* _ACTION ITEM_
Among the lines of data below, reproduce only those from the one with "Locate the innermost point of each instance of the stone column." through the one with "Target: crucifix", exactly as they stand, both ends included.

* _GIVEN RECORDS_

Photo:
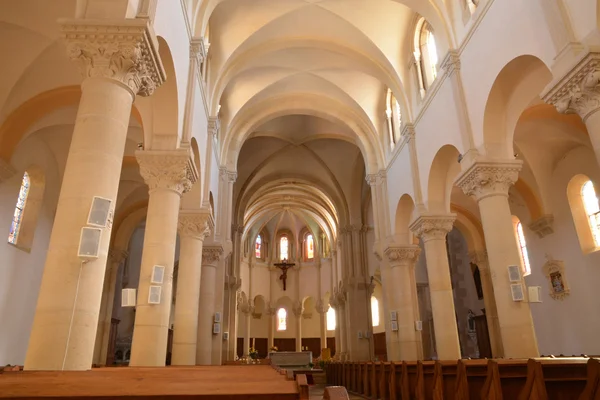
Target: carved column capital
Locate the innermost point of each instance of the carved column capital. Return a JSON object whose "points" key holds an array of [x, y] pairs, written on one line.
{"points": [[483, 179], [127, 52], [211, 255], [429, 227], [171, 170], [195, 223], [214, 126], [6, 171], [229, 176], [543, 226], [579, 91], [402, 255]]}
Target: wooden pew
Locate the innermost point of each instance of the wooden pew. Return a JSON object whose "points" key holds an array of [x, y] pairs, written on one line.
{"points": [[335, 393], [592, 387], [555, 379]]}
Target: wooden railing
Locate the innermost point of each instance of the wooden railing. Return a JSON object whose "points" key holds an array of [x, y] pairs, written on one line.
{"points": [[534, 379]]}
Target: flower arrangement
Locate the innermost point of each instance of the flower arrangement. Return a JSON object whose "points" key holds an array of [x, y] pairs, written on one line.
{"points": [[252, 353]]}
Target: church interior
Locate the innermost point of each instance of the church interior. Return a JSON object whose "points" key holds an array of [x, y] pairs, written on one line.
{"points": [[383, 188]]}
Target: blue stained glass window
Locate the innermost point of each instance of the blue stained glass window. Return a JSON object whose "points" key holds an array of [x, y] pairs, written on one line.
{"points": [[18, 215]]}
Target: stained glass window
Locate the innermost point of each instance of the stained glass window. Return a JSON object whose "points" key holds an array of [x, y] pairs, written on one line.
{"points": [[13, 236], [523, 246], [257, 246], [283, 248], [375, 310], [310, 247], [331, 319], [592, 209], [281, 319]]}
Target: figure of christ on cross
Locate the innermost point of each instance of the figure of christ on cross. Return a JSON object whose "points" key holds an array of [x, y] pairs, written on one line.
{"points": [[284, 266]]}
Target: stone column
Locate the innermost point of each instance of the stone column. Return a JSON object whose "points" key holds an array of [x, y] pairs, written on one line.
{"points": [[210, 259], [272, 313], [194, 227], [115, 258], [322, 309], [168, 174], [118, 62], [338, 336], [432, 229], [488, 183], [479, 258], [406, 340], [297, 310]]}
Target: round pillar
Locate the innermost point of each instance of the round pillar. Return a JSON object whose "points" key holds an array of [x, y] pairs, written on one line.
{"points": [[115, 69], [488, 183], [167, 174], [432, 229], [193, 227], [405, 340]]}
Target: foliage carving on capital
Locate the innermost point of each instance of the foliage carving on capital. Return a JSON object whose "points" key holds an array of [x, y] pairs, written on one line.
{"points": [[6, 171], [166, 170], [321, 307], [483, 179], [229, 176], [429, 227], [211, 254], [127, 53], [402, 255], [579, 91], [198, 224]]}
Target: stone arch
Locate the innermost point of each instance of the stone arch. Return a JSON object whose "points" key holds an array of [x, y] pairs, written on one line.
{"points": [[253, 116], [18, 122], [444, 170], [515, 87], [404, 216]]}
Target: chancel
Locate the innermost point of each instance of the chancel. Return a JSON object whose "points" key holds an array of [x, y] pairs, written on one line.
{"points": [[199, 183], [284, 265]]}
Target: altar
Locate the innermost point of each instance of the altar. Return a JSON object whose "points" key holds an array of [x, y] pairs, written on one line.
{"points": [[291, 359]]}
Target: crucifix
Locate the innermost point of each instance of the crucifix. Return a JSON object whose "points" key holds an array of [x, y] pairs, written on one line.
{"points": [[284, 266]]}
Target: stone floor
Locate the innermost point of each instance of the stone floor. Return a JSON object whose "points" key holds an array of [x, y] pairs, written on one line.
{"points": [[316, 393]]}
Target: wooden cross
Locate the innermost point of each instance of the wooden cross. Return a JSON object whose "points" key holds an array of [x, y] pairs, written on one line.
{"points": [[284, 266]]}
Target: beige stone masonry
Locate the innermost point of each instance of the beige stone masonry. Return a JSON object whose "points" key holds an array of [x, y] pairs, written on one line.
{"points": [[211, 256], [402, 293], [193, 226], [168, 175], [432, 229], [117, 62], [488, 183], [578, 92]]}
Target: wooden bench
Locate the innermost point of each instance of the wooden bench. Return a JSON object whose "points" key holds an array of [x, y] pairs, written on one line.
{"points": [[210, 382]]}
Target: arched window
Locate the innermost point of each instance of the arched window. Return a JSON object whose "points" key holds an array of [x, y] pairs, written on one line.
{"points": [[426, 56], [375, 310], [257, 247], [15, 226], [331, 319], [310, 247], [283, 248], [281, 319], [523, 248], [592, 209]]}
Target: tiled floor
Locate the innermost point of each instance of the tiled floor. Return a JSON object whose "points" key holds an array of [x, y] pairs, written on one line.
{"points": [[316, 393]]}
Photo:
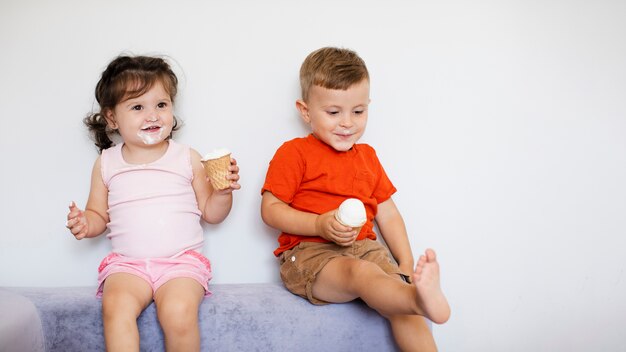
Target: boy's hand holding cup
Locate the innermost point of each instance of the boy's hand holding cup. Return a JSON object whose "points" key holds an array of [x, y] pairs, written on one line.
{"points": [[351, 213]]}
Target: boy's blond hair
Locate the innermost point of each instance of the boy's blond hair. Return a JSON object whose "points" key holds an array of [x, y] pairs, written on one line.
{"points": [[331, 68]]}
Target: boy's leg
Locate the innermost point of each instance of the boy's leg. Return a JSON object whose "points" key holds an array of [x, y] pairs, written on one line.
{"points": [[411, 333], [178, 301], [124, 297], [343, 279]]}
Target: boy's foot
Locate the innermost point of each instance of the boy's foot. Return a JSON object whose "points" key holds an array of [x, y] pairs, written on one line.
{"points": [[426, 280]]}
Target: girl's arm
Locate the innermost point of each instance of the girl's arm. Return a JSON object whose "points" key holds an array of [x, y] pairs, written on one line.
{"points": [[93, 220], [281, 216], [215, 205], [393, 230]]}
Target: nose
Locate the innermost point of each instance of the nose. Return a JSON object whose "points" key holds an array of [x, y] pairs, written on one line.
{"points": [[346, 120], [153, 115]]}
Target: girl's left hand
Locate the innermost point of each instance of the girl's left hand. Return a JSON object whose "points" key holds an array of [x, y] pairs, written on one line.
{"points": [[233, 177]]}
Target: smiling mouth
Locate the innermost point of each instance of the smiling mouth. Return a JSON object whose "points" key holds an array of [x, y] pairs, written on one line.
{"points": [[151, 128]]}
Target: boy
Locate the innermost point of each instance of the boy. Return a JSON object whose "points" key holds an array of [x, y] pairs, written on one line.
{"points": [[322, 260]]}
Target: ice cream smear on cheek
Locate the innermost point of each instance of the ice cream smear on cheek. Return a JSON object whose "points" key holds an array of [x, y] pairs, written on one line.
{"points": [[151, 134]]}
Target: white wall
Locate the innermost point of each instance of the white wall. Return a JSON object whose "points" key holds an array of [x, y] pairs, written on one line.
{"points": [[502, 124]]}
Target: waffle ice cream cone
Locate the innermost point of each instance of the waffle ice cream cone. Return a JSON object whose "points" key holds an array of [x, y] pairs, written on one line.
{"points": [[352, 213], [216, 164]]}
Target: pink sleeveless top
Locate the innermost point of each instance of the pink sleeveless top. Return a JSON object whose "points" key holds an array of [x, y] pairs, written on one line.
{"points": [[152, 207]]}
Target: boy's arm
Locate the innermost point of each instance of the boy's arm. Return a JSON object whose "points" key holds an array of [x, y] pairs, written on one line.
{"points": [[93, 220], [393, 230], [281, 216], [214, 205]]}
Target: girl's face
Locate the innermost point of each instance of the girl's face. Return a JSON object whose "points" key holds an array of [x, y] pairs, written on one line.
{"points": [[145, 120]]}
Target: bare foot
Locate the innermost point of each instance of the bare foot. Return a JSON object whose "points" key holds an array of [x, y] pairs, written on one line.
{"points": [[426, 279]]}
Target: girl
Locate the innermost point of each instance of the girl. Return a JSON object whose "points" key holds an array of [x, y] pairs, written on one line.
{"points": [[150, 192]]}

* _EXERCISE RESULT_
Locate the innermost point of each instance of the stone column. Return a JSON object whose "points" key holds an array of [x, y] pairs, written on one line.
{"points": [[210, 259], [272, 313], [194, 227], [115, 258], [322, 309], [168, 174], [118, 62], [338, 336], [432, 229], [488, 183], [479, 258], [406, 340], [297, 310]]}
Target: round pillar
Locate the innermost point of each instance of the round pillar. Return a JSON object whose "points" key holds an array of [x, y] pairs, written on one line.
{"points": [[115, 69], [488, 183], [167, 174], [432, 229], [193, 227], [405, 340]]}
Target: foliage carving on capital
Locate the innermost point of each instance of the foliage carving on capital. Return a JSON object whose "points" key holds an array of [x, y] pairs, written on one line.
{"points": [[6, 171], [166, 170], [321, 307], [483, 179], [229, 176], [429, 227], [211, 254], [127, 53], [402, 255], [579, 91], [198, 224]]}
Target: stone arch
Locate the innermost point of each instance of the stone arch. Return a JSON object whose "points" key holds an array of [x, y] pairs, written on one line.
{"points": [[253, 116], [18, 122], [444, 170], [515, 87], [404, 216]]}
Target: chancel
Locate the innermost point of each instance of the chancel. Return a JSON object whose "points" key holds an array of [x, y] pairs, written on one line.
{"points": [[199, 183], [284, 265]]}
Target: altar
Locate the innermost point of each instance of the altar. Return a JSON object whose "points" key holds an array of [x, y] pairs, written on one line.
{"points": [[291, 359]]}
Target: crucifix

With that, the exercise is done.